WRITTEN EXERCISE
Copy the records word for word, beginning with the line that contains "For compliance review, please locate the background" and continuing through the line that contains "[0,214,118,225]".
── EXCERPTED DATA
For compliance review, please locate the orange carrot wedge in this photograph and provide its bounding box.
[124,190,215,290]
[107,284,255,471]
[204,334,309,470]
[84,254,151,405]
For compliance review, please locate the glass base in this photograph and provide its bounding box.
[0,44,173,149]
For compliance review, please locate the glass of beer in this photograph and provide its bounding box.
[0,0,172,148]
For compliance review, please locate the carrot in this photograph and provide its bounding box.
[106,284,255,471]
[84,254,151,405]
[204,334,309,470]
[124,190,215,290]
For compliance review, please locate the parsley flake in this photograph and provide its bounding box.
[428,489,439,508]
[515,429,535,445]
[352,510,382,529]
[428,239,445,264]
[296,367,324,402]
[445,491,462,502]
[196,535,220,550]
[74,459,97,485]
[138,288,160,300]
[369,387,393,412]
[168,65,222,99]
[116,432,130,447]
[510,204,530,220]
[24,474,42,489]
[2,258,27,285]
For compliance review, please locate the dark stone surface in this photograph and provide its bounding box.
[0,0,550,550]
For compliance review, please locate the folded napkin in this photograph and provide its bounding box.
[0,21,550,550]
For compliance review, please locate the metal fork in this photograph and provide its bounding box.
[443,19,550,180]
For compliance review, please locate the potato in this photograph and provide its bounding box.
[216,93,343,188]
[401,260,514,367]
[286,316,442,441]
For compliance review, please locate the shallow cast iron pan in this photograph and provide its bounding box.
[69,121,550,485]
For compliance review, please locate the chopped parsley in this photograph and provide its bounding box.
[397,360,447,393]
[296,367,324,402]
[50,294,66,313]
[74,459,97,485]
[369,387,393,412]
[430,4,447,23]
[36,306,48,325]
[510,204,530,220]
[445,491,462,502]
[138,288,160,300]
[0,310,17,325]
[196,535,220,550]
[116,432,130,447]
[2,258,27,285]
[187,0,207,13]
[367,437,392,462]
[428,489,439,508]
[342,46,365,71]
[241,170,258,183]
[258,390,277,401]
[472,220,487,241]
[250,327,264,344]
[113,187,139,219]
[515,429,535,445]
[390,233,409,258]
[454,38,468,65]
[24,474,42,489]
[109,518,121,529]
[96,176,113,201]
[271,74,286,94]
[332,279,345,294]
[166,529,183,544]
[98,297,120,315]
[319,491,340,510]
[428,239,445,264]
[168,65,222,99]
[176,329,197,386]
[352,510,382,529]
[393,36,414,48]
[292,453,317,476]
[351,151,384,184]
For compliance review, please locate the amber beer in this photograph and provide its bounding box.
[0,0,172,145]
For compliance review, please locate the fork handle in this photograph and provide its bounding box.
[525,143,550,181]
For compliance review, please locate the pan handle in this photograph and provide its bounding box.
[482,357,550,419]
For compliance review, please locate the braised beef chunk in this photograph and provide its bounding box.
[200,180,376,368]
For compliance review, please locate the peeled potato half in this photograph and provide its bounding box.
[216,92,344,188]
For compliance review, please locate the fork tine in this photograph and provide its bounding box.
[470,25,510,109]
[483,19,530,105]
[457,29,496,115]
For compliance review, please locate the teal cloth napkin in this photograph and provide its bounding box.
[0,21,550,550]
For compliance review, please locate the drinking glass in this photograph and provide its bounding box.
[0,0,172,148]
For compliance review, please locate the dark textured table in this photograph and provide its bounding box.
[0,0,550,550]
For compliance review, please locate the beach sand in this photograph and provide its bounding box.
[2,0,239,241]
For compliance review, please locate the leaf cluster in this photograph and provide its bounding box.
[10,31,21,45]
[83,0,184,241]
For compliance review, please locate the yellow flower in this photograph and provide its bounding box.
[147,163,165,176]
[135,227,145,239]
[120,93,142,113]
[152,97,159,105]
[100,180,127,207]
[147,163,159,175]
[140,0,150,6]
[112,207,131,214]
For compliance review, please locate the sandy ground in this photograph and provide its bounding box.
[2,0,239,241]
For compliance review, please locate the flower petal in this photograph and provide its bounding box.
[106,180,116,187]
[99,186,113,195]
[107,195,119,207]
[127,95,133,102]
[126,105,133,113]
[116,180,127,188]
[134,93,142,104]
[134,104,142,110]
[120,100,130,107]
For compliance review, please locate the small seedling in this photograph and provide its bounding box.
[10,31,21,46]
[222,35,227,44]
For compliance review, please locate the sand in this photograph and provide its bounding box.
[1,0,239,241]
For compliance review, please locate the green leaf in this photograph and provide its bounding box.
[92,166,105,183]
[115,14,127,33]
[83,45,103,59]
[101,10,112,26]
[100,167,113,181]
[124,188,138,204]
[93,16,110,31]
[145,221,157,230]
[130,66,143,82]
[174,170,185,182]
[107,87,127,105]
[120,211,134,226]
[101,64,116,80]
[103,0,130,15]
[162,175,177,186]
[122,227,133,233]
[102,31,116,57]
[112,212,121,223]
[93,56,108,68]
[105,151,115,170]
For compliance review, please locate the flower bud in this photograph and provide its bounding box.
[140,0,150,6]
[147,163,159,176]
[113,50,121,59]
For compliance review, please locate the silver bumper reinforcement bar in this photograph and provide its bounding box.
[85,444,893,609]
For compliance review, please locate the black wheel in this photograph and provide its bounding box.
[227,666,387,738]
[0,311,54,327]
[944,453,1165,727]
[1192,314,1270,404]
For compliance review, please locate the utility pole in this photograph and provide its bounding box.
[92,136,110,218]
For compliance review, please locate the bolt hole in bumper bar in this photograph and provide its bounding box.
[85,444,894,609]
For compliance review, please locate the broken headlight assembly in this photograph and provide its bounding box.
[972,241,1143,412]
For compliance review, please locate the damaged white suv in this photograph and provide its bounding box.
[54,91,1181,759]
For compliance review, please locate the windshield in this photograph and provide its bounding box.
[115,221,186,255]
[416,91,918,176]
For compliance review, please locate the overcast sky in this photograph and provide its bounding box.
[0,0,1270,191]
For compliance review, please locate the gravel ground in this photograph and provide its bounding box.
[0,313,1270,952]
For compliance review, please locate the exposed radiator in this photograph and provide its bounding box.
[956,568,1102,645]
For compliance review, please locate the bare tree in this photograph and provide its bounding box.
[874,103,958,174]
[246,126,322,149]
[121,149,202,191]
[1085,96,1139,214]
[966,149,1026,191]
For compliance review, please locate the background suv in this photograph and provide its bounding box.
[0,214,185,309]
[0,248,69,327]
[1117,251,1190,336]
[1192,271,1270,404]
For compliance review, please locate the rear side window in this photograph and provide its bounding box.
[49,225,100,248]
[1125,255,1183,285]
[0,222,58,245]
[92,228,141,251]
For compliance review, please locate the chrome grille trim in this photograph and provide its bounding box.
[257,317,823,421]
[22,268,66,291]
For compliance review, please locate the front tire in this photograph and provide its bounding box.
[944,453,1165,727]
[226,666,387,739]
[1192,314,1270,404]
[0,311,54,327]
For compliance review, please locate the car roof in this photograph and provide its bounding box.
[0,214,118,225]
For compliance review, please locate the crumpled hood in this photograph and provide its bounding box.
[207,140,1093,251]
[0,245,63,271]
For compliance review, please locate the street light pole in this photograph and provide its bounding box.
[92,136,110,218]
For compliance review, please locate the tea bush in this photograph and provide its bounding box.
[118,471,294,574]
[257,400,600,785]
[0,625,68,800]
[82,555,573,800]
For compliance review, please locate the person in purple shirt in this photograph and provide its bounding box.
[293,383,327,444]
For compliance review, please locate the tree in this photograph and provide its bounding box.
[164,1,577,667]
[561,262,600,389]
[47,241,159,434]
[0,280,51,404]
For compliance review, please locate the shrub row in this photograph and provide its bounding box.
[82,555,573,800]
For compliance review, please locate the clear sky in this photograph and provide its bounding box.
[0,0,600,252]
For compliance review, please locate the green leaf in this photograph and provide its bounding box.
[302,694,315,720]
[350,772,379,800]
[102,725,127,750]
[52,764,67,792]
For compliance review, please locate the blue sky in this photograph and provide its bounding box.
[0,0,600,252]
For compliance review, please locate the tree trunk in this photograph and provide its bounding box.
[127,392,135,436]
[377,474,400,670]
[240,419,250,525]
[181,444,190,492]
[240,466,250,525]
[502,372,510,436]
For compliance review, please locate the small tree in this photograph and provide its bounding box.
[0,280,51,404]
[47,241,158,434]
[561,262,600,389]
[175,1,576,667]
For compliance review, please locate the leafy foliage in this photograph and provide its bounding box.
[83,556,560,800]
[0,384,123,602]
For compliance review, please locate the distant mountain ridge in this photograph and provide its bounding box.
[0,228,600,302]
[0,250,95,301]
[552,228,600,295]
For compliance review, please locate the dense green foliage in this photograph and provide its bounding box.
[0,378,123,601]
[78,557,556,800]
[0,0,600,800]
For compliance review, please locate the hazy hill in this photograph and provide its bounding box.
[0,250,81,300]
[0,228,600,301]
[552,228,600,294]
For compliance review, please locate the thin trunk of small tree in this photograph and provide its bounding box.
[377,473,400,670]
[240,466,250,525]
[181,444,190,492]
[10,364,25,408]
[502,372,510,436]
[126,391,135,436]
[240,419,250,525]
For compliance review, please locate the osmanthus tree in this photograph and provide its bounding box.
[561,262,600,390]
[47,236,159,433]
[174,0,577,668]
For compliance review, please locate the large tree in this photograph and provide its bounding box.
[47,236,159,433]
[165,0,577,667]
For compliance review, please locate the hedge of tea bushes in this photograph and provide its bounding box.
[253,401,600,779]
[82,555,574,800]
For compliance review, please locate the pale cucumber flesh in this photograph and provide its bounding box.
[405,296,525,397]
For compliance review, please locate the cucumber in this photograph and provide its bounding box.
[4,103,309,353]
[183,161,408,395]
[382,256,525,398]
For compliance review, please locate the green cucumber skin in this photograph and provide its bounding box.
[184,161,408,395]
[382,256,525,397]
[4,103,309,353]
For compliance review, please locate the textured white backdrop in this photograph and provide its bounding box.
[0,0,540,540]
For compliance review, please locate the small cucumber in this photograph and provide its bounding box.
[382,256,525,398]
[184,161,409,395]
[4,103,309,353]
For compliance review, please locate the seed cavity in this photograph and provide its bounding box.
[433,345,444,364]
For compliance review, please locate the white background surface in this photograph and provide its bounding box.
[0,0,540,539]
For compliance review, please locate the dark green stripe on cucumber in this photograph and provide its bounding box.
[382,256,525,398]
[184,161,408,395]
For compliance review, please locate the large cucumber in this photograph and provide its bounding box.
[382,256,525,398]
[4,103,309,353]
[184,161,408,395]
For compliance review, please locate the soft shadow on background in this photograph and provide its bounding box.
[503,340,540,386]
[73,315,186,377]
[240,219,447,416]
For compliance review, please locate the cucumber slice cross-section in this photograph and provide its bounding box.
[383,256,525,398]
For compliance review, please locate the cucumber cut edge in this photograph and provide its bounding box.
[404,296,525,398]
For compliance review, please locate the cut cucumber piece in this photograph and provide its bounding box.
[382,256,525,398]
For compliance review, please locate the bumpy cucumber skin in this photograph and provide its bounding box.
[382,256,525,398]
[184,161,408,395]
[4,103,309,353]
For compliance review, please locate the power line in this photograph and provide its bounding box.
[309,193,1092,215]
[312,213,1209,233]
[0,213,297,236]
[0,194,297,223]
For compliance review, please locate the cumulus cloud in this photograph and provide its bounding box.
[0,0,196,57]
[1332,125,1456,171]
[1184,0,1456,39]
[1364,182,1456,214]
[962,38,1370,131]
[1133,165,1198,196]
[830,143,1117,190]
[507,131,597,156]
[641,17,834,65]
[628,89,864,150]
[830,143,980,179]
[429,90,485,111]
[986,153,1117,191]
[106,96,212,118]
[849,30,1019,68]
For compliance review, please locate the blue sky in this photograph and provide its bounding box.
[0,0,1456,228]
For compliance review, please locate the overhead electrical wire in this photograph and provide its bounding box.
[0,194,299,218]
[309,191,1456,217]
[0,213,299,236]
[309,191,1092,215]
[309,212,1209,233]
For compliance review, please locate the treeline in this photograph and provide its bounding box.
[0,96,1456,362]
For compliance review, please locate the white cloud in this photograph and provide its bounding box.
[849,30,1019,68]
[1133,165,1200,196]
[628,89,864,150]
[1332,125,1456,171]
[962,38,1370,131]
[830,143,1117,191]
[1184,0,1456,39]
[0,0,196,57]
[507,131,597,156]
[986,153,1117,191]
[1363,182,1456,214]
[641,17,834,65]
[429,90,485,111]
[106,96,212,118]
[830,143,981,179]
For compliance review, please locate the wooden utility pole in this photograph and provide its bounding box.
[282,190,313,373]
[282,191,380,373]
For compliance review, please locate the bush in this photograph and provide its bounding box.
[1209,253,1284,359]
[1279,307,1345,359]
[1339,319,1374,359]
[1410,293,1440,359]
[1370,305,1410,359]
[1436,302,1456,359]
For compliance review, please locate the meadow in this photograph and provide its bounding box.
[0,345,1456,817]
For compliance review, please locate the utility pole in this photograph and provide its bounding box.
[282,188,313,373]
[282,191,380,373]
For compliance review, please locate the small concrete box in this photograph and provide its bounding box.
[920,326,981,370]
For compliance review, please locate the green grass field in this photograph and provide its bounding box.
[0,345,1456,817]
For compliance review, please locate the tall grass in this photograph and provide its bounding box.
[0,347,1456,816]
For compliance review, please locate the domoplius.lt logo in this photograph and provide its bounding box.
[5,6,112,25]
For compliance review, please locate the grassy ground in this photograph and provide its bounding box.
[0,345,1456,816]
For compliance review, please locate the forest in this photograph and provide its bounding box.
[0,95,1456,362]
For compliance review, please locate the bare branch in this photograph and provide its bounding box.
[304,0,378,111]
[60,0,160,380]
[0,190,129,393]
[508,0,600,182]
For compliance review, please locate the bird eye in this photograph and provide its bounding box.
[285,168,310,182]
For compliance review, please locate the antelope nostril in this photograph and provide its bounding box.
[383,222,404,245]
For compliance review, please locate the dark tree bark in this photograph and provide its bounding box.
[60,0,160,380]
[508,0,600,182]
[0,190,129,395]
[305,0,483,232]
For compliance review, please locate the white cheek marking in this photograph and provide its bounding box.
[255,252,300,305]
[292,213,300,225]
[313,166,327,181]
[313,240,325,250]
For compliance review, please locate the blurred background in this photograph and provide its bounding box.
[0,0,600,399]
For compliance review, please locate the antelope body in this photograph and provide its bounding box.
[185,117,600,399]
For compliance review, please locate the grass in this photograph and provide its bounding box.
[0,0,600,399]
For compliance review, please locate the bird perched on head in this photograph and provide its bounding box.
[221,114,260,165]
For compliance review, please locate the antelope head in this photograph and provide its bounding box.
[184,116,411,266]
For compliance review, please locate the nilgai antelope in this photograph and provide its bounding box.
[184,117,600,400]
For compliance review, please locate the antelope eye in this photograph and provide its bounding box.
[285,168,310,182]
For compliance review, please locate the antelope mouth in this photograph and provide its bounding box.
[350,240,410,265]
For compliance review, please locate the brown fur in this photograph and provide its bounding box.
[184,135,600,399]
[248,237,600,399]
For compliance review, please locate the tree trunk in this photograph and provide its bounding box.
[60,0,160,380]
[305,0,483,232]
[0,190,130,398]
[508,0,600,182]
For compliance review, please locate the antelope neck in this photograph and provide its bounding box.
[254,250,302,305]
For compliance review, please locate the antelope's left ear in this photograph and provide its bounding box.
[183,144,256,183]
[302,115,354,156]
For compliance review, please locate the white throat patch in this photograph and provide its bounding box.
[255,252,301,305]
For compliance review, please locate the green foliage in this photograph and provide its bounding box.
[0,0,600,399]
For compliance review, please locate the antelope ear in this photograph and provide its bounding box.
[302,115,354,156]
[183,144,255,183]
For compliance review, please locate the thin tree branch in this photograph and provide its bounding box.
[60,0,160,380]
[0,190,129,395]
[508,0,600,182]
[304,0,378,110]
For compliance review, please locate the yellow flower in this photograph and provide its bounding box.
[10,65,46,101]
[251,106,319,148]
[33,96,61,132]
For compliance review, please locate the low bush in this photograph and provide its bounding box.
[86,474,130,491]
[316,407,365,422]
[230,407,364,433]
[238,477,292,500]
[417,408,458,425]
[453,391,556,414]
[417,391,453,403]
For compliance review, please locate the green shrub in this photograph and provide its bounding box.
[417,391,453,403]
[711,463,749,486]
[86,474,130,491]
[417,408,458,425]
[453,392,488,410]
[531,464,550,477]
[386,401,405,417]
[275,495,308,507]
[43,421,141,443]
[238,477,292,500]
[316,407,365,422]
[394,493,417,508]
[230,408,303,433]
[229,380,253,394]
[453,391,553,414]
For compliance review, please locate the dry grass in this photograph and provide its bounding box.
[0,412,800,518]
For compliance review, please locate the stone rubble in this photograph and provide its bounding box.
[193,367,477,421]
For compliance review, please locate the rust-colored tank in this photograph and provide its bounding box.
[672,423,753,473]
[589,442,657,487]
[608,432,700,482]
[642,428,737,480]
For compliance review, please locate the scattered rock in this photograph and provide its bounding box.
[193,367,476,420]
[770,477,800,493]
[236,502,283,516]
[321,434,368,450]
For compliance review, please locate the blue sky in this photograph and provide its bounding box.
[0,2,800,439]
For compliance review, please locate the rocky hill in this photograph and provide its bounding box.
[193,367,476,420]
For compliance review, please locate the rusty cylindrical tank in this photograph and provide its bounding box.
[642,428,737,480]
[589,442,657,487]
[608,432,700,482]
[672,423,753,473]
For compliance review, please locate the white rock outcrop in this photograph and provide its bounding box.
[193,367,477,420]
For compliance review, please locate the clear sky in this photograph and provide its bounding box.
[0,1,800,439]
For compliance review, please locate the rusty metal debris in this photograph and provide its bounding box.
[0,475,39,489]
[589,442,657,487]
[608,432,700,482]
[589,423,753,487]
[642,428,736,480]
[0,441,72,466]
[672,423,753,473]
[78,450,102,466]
────
SOLUTION FOR THIS TASK
For compliance review, please locate the background suv in this photograph and provide its bounding box.
[0,214,185,309]
[0,248,69,327]
[1117,251,1190,336]
[1192,271,1270,404]
For compliance review, please locate the rear side window in this photograph and provide its bounding box.
[49,225,100,248]
[1125,255,1183,285]
[0,222,58,245]
[92,228,141,251]
For compliance review, please locate the chrome grille trim in this photograph and provide its bounding box.
[257,317,823,421]
[22,268,66,291]
For compliance review, please locate the front tire in this photograph and provide its bounding box.
[944,453,1165,727]
[226,666,387,739]
[1192,314,1270,404]
[0,311,54,327]
For compliance review, please locate the car roof in this photograph and provide its bounding box.
[0,214,118,225]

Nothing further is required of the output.